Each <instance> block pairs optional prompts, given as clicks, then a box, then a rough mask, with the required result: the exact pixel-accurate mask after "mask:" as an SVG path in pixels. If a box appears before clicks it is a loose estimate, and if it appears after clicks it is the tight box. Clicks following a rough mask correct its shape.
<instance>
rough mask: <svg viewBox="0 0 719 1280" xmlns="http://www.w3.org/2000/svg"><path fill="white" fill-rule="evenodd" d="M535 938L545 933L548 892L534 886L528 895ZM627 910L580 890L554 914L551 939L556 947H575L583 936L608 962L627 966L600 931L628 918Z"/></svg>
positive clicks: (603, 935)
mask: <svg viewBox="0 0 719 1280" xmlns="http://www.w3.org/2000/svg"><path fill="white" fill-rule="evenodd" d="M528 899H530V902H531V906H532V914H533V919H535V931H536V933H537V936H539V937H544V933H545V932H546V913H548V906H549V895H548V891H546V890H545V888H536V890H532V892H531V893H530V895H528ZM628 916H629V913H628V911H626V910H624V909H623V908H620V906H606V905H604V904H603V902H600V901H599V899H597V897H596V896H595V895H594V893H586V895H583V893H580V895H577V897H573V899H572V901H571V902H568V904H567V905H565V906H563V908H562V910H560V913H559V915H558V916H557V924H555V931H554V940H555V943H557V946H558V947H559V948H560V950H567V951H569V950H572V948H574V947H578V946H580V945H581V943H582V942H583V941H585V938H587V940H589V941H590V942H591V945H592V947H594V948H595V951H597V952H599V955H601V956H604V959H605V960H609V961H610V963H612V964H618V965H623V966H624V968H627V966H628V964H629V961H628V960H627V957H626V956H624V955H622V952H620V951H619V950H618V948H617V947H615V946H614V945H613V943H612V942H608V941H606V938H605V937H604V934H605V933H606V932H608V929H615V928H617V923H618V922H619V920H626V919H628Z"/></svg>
^^^^^^^^
* [WORK REQUEST]
Only a number is wanted here: the count of lines above that hold the word "rough".

* [FINAL ANSWER]
2